▸ PASSAGE GIVEN:
________________________________________

There was a light drizzle at the start and around 10C (50F), but the wind wasn't so bad. Other than a fairly long-ish hill about 3km from the start, the first half of the course is a net down hill from Northern suburbia (also known as North York). We ran down Yonge st and then, after a little detour toward Casa Loma, to the Bayview extension. This took us to about 18km and pretty much Lake level. My plan was to run in around 3:45 and when I got to the intersection of the Bayview Extension I found myself running with the 3:40 pace group, led by Dave The Beaches Runner. Despite an earlier traumatic experience with a pace group, I decided to stick around. Not like I had anywhere to go.

I was wearing a thin Merino base with a singlet over top and I was getting warm but I could hear the wind in the trees around us and I knew it would be cooler on the Lake shore so I decided to keep the base layer. I felt surprisingly good. At around 28km I saw Chris ahead of me, obviously in trouble since I was catching up. He had been worried about his knee all week, after running the 50 miler at Bear Mountain last weekend. I picked it up a bit and caught up with him. He confirmed that his knee was not doing well. I waited for the pace group to catch up and I ran on with them.

The pacer was really good. We held a very even pace, running at around 4:55 to 5:05/km and we walked briefly while drinking at the aid stations. I had a gel every hour, replacing Gatorade with water at that aid station. I felt strong until km 38. The CN tower still looked so friggin' far, I stepped in a huge puddle, I got elbowed in the teeth by someone who stopped cold right in front of said puddle, the wind was blowing in our face and our pacer, for some unknown reason, picked up the pace to 4:40 to 4:45/km. For a moment there, I wondered if I was going to be able to stick around. More accurately, I wondered why I should. The pacer was obviously demented.

Running too fast, all of a sudden, THE LEFT TURN! After that, it's straight up to the finish. This is sweet and sour. Sweet: we're about 3km from the finish. Sour: it's almost all uphill. Anyway, I push on and run slightly ahead of the pace group. With around 1 km to go, a girl who was running with the group catches up and we pull each other toward the finish. We finally cross the finish under 3:39:46, gun time. My chip time is 3:38:59.

That was a sweet race. I did better than planned. I never got bored. I was sufficiently prepared. I didn't bonk. And finally, it also reminded me that there is such a thing as having fun in a marathon.

Tuesday, May 10, 2011

One Step Back

After running Pick Your Poison on a slightly injured left calf, I decided to give it a rest last week. Even walking on it on Sunday and Monday was a pick painful, so I didn't run on it until Friday and then only for 7 or 8 km. I was afraid that without a break, that injury would linger until Mohican and haunt me for the entire race.

Taking a week off 6 or 7 weeks before a 100 miler is mentally difficult. I knew I was doing the right thing, but I know that my mileage hasn't been as high as it should have been. On the other hand, the last two races have been pretty hard and I've stretched them out to over 7 hours so I do have decent time-on-my-feet.

________________________________________

▸ AVAILABLE DATA:
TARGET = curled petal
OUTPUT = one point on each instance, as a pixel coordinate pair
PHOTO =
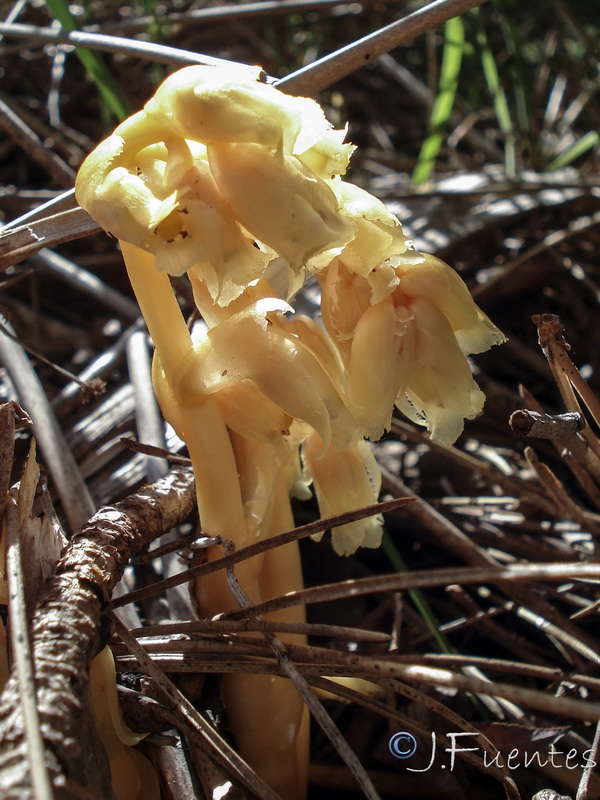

________________________________________

▸ TASK 1: In the running blog, what chip time did the writer record for the marathon?
▸ TASK 2: Continue the running blog, starting after its final sentence.

▸ EXERCISE RESULT 1: 3:38:59

▸ EXERCISE RESULT 2:
I had planned to run on Saturday and Sunday, but I had to be a bit careful, this being Mother's day weekend and all. A bunch of people were going to Sulphur Springs for a few loops on Saturday morning, but the idea was not well received and a scrapped that plan. Just as I was about ready to go out on Saturday, I got a call from my 17 year old daughter that the car she had been riding in coming back from London had been in an accident on the 403 somewhere near Hamilton. She was OK but shaken. My wife and I jumped in the car and picked her up there. Other than biting her tongue and a stiff neck, she's fine but it was a close call. Highway accidents scare the shit out of me. So, no running on Saturday.

I did go out on Sunday for a short 20 km run on the bike path. A problem I've been having lately is that I don't have road shoes that I like. I have a pair of Brooks Green Silence, but they are a bit oversized and I ran with them all winter wearing thick wool socks and now my feet slide all over the place in them and I get hot spots after 10k or so. I ran with them on Sunday and nearly got blisters. Unacceptable. I also have some Adidas Adizero model but they hurt the outside of my foot after an hour or so. I've been hacking at the insole but it's still a work in progress.

The shoe issue is a problem because I've signed up for the Toronto Marathon this Sunday and I don't want to wreck my feet so yesterday I went to the Nike store and bought a pair of Nike Lunarglide+2. I've trained in the Lunarglides last Winter and I ran the Sedona marathon in them so I'm pretty sure I'll be OK. I decided to run Toronto because there's a weird 4 week hole in the OUSER race schedule and it's always nice to have support for a long run. I plan on running pretty slow and finish in around 4 hours. 

Finally, I found someone to pace at Sulphur Springs so I'll be running the last 3 loops (60km) with Russell. That's perfect. This will be my last long run before Mohican and then I'll start tapering over the following 3 weeks.

That's it for now.

Tuesday, May 3, 2011

Pick Your Poison 2011

First, a non-running event that touched my family. On Sunday, we had to put our 17 year old cat Babe to sleep because of a sudden (and severe) health issue. Although I knew it would be hard on the kids who basically grew up with him, my wife and I were surprised by how hard it was to let him go. It was a heart wrenching experience. Now our house, that used to be alive even when we were out,  feels hollow and empty when we enter. I always think I see him out of the corner of my eye and my heart sinks when I remember that he's gone. I miss you Babe.

I ran PYP for the first time last year and I thought I knew what to expect. I knew the course had changed from an email that Pierre had sent on the ous-l mailing list stating that "annoying flat part in the middle is now more hills". Somehow, it didn't register.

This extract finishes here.